**EXERCISE BRIEF**
Please copy the section of the ML docking text that begins at the words "Version Compatibility" and ends after "rather than retrying.", word for word.

**READING TEXT**
○ ○ ○ ○ ○

Version Compatibility

Reference examples tested with: DiffDock-L (Corso 2024), Boltz-1 1.0+, Boltz-2 (Wohlwend 2025), Chai-1 0.4+, AlphaFold3 (DeepMind), EquiBind, TANKBind, GNINA 1.1+, PoseBusters 0.6+.

Before using code patterns, verify installed versions match. If versions differ:

Python: pip show <package> then help(module.function) to check signatures
CLI: diffdock --version; boltz --version

If code throws ImportError, AttributeError, or TypeError, introspect the installed package and adapt the example to match the actual API rather than retrying.

ML Docking and Rescoring

Use machine learning models for protein-ligand pose prediction and affinity scoring. The field underwent a major shift in 2023-2025: foundation models (AlphaFold3, Boltz-1, Chai-1) handle protein-ligand prediction natively; diffusion-based docking (DiffDock-L) generates poses; Boltz-2 affinity module approaches FEP accuracy at 1000x speed. Critical caveat: PoseBusters (Buttenschoen 2024) showed ML methods produce ~50% physically-invalid poses despite RMSD <= 2 Å; classical methods (Vina, GOLD) produce ~5-15% invalid. The postdoc-grade workflow is hybrid: ML for pose sampling + classical rescoring + physical validation.

For classical docking, see chemoinformatics/virtual-screening. For pose validation (PoseBusters), see chemoinformatics/pose-validation. For free-energy calculations (post-docking), see chemoinformatics/free-energy-calculations. For PROTAC ternary complex prediction, see chemoinformatics/protac-degraders.

○ ○ ○ ○ ○

**DATA UNDER STUDY**
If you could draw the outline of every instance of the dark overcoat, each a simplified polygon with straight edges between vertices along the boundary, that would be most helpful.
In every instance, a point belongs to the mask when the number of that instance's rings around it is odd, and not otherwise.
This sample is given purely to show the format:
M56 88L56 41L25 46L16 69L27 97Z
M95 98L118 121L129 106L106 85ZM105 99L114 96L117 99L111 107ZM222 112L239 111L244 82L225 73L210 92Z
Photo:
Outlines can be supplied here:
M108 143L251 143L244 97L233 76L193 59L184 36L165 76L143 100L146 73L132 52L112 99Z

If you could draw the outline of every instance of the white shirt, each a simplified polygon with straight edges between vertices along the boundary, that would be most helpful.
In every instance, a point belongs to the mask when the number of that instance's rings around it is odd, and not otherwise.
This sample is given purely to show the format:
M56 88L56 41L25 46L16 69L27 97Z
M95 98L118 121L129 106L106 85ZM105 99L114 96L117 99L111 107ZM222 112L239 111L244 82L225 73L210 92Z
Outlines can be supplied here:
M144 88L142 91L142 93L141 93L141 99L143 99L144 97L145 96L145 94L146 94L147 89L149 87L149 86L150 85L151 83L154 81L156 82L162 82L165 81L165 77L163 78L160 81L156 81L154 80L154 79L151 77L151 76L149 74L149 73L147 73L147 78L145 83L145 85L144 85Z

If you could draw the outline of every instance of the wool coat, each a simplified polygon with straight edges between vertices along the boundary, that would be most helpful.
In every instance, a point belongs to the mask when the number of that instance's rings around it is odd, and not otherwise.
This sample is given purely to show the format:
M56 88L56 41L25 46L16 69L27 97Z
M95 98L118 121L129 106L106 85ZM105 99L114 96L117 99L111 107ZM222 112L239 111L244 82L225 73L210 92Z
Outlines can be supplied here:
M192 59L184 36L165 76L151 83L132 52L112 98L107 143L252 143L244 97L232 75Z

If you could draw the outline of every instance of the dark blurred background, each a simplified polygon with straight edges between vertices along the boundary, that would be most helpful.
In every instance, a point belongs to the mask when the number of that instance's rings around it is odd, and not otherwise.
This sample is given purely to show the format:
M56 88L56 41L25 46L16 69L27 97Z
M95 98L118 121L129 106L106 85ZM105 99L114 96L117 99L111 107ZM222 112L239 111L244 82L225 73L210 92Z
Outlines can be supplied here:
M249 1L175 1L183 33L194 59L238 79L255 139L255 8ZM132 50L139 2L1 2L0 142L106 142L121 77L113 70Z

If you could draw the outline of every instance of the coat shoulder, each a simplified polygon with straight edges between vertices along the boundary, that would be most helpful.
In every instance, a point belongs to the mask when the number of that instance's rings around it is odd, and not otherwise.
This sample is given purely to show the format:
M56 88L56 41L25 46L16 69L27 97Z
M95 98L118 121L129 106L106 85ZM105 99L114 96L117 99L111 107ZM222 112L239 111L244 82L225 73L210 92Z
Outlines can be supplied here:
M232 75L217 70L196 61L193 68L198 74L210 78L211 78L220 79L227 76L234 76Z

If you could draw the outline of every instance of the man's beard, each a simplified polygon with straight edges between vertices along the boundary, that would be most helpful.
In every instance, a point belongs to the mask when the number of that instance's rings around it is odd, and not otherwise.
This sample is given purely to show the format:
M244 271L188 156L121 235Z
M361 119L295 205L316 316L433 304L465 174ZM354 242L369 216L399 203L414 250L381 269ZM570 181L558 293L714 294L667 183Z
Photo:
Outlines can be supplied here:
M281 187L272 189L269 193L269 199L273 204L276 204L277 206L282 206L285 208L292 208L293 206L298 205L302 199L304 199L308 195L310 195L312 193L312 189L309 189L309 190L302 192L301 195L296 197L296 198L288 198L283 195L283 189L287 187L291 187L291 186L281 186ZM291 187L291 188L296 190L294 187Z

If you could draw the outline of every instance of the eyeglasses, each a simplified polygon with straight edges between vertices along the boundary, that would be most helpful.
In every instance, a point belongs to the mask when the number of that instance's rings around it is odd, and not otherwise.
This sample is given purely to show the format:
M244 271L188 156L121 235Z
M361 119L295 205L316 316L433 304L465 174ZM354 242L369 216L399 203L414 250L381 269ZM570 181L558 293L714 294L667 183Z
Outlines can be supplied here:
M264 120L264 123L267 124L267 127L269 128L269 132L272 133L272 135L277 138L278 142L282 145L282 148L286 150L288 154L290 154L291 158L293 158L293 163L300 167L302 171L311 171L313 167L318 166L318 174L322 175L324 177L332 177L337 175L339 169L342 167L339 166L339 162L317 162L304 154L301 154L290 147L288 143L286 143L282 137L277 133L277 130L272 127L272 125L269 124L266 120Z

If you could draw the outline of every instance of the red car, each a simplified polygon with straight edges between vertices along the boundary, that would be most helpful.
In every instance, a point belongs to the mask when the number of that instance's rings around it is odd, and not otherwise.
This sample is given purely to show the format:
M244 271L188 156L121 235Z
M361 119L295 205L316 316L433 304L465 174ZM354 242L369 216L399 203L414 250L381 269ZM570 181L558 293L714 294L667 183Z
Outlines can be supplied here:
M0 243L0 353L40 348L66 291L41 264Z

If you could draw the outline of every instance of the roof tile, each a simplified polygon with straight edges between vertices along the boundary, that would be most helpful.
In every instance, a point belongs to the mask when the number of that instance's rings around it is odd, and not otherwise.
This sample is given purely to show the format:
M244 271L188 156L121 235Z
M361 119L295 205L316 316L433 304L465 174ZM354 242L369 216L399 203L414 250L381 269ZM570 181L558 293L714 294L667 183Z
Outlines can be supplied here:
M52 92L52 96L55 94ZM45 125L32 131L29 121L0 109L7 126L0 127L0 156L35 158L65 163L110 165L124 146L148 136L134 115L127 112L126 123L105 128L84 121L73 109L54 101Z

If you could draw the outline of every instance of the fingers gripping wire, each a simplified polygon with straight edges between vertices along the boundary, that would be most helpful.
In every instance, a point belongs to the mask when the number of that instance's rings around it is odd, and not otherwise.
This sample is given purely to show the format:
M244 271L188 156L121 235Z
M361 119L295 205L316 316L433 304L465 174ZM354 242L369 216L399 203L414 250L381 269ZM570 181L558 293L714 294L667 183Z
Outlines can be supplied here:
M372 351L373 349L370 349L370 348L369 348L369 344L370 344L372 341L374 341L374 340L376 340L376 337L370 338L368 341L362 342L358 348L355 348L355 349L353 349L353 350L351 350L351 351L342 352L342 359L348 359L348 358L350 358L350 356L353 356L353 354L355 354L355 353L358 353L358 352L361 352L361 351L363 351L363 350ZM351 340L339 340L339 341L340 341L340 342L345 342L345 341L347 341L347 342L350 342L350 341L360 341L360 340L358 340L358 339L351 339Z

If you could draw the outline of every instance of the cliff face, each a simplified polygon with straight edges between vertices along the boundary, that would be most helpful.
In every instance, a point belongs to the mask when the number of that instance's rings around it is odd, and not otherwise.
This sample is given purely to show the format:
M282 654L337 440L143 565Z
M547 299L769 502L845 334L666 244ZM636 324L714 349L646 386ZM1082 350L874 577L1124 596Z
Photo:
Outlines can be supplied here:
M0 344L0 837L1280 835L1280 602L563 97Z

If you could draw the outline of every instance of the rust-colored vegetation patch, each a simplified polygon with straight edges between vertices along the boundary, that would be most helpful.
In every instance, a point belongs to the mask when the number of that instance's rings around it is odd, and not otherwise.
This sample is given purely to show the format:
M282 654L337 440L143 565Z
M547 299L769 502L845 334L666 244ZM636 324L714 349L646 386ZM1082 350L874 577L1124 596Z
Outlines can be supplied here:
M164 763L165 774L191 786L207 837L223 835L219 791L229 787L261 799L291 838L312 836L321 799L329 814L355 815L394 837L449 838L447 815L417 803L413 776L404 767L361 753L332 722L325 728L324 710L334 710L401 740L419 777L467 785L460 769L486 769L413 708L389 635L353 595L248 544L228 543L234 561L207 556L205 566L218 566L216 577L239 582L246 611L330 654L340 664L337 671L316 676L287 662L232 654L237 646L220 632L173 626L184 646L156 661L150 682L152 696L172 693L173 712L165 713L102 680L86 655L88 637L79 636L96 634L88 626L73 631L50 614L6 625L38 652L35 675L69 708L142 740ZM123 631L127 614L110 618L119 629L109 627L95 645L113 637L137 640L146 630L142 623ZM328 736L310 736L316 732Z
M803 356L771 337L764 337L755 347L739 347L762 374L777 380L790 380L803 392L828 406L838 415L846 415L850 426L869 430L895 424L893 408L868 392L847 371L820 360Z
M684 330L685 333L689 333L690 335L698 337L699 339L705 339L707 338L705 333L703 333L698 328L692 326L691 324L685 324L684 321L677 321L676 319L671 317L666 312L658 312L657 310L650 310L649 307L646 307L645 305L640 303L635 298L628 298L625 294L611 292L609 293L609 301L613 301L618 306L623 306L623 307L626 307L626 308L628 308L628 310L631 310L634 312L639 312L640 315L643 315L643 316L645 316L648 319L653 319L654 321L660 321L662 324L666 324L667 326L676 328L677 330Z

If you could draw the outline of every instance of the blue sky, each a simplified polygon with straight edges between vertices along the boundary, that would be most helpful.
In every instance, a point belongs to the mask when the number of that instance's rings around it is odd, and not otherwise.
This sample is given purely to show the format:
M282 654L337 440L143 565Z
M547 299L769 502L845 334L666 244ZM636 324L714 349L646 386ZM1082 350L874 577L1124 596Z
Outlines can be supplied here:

○ ○ ○ ○ ○

**ANSWER FOR THE TASK**
Version Compatibility

Reference examples tested with: DiffDock-L (Corso 2024), Boltz-1 1.0+, Boltz-2 (Wohlwend 2025), Chai-1 0.4+, AlphaFold3 (DeepMind), EquiBind, TANKBind, GNINA 1.1+, PoseBusters 0.6+.

Before using code patterns, verify installed versions match. If versions differ:

Python: pip show <package> then help(module.function) to check signatures
CLI: diffdock --version; boltz --version

If code throws ImportError, AttributeError, or TypeError, introspect the installed package and adapt the example to match the actual API rather than retrying.